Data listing
┏━━
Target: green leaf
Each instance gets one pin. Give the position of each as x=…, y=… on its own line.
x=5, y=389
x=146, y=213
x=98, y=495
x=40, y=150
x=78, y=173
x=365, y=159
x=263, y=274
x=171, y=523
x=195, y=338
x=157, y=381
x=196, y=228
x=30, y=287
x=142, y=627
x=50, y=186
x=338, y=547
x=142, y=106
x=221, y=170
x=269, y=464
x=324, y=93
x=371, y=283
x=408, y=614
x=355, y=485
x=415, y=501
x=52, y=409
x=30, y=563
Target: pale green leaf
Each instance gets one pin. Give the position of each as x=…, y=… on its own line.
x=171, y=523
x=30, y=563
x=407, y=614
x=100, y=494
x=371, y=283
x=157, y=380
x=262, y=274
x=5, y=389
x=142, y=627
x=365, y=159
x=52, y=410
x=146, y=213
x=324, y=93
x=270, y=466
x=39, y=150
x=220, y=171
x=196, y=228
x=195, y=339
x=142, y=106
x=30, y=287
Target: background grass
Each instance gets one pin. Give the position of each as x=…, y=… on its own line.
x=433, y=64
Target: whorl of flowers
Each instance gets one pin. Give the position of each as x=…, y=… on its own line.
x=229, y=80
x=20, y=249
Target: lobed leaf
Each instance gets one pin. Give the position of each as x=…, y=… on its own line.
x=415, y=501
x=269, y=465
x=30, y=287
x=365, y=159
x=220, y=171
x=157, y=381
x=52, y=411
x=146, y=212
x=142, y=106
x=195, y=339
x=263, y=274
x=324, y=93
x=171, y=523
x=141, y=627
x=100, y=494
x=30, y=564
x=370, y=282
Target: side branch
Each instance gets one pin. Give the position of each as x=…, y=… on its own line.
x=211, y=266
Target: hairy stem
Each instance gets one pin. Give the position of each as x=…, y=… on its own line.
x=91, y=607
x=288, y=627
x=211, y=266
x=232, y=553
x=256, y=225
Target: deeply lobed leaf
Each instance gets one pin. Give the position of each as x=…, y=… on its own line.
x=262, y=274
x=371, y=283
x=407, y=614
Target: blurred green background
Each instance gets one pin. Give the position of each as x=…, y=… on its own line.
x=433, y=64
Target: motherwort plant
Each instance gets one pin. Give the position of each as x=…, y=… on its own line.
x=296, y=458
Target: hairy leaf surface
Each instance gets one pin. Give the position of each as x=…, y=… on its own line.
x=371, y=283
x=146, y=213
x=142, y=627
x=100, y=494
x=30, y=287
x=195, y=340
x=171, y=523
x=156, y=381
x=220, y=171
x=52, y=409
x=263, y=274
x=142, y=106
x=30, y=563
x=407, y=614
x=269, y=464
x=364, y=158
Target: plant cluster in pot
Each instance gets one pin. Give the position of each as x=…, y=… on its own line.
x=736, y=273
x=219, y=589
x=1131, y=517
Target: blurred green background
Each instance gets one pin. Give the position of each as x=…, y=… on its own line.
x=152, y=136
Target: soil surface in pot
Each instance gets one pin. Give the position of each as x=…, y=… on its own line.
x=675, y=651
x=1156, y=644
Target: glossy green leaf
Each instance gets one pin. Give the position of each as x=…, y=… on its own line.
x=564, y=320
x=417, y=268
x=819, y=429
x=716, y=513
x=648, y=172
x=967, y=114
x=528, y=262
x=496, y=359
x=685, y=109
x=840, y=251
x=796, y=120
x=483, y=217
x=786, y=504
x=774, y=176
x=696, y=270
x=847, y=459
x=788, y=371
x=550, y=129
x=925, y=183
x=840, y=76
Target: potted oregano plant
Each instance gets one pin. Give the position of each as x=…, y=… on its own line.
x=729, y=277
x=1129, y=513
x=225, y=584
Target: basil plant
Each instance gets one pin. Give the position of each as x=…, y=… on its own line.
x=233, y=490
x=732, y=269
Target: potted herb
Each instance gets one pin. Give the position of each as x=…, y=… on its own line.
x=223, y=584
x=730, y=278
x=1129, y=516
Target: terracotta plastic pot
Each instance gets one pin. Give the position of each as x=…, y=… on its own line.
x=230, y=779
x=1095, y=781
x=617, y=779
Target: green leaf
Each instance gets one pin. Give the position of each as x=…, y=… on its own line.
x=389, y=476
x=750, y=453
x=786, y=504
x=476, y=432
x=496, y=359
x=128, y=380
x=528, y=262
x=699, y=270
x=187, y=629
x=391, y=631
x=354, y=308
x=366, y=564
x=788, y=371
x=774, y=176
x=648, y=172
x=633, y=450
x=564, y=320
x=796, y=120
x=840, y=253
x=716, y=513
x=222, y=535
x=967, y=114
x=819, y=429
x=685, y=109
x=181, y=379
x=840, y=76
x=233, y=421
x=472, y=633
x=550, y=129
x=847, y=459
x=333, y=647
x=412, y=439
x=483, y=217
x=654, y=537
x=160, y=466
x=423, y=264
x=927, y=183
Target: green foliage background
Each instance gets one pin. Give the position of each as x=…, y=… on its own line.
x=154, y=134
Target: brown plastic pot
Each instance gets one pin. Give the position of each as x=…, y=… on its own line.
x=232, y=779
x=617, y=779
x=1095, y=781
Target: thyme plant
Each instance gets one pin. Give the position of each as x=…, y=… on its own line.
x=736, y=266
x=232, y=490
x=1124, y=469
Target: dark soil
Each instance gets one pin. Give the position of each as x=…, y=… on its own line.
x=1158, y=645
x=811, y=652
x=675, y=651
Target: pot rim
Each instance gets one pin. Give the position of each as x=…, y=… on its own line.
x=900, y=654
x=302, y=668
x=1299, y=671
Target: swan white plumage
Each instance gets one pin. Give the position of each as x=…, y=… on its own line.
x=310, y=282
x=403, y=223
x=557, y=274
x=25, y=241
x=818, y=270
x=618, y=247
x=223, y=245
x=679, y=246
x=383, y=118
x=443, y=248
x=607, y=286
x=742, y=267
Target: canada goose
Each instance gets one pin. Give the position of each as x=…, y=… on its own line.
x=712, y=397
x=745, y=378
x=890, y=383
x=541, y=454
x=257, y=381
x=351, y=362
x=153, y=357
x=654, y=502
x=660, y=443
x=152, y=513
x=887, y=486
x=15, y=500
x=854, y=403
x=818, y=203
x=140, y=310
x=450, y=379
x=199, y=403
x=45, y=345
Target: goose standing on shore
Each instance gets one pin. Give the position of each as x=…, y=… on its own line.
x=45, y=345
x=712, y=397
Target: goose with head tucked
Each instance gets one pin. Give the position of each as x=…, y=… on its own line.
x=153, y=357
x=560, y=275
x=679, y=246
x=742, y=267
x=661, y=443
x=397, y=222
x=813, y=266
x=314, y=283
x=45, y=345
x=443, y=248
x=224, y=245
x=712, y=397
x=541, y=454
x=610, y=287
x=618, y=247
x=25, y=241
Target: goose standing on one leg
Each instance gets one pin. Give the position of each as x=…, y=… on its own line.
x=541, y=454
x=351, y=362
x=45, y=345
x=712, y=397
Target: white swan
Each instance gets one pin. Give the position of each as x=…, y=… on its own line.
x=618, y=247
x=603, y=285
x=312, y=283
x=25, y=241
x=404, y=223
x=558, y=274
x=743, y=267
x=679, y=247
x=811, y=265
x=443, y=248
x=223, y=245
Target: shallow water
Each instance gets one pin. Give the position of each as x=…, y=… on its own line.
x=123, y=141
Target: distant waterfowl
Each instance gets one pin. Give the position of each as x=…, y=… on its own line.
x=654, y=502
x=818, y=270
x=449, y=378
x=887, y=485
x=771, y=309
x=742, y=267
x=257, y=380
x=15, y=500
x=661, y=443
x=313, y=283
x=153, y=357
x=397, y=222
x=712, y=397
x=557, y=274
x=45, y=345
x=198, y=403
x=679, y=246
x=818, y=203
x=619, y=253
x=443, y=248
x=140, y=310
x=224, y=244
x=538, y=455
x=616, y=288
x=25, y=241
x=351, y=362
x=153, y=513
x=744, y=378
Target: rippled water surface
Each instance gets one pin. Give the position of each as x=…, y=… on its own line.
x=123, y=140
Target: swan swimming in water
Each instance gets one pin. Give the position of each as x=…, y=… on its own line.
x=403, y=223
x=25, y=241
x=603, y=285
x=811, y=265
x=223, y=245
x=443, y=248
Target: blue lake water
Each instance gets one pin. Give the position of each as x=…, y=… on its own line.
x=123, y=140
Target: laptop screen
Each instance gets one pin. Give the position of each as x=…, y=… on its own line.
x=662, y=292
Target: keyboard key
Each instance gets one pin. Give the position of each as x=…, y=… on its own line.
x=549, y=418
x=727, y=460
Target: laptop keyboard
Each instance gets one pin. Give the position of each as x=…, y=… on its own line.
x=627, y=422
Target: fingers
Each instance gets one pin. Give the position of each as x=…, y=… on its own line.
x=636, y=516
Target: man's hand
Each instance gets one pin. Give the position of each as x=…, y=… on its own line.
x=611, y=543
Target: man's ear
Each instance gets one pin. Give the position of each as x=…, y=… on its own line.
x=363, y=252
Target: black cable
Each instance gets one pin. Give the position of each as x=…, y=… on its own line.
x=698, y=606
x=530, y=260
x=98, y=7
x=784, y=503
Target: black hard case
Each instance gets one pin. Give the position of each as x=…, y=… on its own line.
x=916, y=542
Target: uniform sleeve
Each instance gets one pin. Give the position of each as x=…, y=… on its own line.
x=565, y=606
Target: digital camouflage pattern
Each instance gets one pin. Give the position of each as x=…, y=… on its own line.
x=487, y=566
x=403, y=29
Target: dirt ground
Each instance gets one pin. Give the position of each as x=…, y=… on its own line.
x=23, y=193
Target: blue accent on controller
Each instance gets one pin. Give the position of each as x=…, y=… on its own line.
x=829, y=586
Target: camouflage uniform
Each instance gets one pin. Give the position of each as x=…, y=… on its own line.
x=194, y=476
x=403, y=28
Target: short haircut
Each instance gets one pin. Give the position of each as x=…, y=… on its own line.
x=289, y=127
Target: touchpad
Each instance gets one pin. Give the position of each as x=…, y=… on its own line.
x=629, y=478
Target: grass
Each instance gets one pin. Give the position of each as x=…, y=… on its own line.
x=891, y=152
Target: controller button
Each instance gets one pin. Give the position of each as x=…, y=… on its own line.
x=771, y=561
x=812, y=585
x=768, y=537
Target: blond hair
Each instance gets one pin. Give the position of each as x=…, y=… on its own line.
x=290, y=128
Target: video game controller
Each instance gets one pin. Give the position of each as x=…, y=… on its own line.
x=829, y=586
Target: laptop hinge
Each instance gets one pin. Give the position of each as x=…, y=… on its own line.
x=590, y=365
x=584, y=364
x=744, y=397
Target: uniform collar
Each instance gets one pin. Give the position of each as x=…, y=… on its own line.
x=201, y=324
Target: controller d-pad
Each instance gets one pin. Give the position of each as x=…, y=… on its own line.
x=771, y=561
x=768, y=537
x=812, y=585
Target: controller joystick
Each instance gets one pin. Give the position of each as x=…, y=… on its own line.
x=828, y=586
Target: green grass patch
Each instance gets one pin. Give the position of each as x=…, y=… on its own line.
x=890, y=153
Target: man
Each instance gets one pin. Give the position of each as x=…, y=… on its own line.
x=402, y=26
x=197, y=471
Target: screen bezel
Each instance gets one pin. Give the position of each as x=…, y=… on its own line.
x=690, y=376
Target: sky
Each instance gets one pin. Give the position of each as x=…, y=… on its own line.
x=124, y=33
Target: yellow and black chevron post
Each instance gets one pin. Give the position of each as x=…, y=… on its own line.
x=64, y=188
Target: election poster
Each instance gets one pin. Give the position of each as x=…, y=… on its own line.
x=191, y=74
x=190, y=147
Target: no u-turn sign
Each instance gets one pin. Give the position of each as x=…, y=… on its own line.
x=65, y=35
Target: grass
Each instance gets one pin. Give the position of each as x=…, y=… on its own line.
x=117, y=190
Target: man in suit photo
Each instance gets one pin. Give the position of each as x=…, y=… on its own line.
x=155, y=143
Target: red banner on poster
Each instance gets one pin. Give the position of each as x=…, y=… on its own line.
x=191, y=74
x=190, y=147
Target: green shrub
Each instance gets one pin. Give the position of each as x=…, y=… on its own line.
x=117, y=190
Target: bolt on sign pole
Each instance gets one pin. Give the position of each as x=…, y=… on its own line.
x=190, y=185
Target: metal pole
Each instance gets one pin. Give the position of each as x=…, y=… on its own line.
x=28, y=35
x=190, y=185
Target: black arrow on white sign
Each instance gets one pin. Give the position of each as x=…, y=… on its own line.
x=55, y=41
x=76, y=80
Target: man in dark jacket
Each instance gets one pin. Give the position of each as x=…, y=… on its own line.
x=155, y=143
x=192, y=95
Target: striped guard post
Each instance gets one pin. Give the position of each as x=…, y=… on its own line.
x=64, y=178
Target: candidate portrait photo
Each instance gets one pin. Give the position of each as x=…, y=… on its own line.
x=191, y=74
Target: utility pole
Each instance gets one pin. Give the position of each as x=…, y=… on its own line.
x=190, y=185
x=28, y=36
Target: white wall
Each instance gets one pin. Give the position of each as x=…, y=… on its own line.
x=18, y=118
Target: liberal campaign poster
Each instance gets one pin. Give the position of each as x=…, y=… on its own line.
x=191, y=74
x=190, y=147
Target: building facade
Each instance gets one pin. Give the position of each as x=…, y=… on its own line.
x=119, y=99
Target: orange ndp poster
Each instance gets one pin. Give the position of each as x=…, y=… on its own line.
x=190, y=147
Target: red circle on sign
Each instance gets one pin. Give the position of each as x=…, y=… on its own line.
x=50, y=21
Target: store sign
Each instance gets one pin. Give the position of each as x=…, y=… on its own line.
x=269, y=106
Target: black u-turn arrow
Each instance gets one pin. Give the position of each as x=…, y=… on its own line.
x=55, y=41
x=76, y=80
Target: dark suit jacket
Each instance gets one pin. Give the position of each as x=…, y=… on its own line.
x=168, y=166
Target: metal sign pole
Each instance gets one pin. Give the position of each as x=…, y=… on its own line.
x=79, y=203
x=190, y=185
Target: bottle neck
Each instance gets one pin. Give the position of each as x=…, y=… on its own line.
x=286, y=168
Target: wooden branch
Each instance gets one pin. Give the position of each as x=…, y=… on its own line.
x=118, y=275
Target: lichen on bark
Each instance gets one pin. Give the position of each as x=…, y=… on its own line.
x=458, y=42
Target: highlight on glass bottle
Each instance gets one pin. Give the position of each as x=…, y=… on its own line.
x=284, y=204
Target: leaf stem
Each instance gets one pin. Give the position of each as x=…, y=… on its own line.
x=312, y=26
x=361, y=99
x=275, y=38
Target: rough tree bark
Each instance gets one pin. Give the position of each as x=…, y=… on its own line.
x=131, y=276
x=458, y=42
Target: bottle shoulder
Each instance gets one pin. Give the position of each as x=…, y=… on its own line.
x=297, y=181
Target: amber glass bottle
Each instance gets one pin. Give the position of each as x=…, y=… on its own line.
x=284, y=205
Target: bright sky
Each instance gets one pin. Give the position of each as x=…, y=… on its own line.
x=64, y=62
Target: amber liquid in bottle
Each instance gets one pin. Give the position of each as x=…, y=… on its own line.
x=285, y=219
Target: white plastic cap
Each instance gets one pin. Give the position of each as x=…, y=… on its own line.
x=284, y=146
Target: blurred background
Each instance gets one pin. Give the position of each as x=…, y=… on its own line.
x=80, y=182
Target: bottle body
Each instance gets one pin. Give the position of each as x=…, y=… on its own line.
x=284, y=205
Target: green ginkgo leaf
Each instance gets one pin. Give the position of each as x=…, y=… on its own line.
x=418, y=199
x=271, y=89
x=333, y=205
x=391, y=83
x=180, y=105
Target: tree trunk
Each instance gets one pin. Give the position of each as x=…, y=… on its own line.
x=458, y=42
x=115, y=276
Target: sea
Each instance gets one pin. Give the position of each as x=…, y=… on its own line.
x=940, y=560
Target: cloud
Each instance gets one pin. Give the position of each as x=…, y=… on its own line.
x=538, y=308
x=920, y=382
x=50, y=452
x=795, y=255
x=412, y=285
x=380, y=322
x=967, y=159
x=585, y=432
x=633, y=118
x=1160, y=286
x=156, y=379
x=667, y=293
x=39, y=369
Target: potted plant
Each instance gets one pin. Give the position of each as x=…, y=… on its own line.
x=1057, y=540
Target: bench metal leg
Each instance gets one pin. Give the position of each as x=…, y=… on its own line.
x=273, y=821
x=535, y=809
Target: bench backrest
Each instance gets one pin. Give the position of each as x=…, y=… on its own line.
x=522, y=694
┗━━
**GIVEN REQUEST:**
Reproduce everything in the listing above from the line containing "Target: amber glass bottle" down to the line containing "x=180, y=105", both of those lines included.

**WRITTEN RESPONSE:**
Target: amber glass bottle
Each instance gets one pin. Give the position of each as x=…, y=… on its own line.
x=284, y=205
Target: bright sky
Each instance gets one pin. Give the position of each as x=…, y=… on its own line.
x=64, y=62
Target: amber liquid in bottle
Each instance gets one pin. Give the position of each as x=…, y=… on its own line.
x=285, y=219
Target: white plastic cap
Each instance gets one pin. Give the position of each as x=…, y=… on its own line.
x=284, y=146
Target: blurred background
Each instance gets one pin. Give the position of each as x=…, y=… on its own line.
x=80, y=182
Target: bottle body
Each instance gets one pin. Give the position of each as x=…, y=… on its own line.
x=284, y=205
Target: green ginkgo leaf
Each instance gets one pin. Give the position of each as x=…, y=… on its own line.
x=418, y=199
x=271, y=89
x=333, y=205
x=391, y=83
x=180, y=105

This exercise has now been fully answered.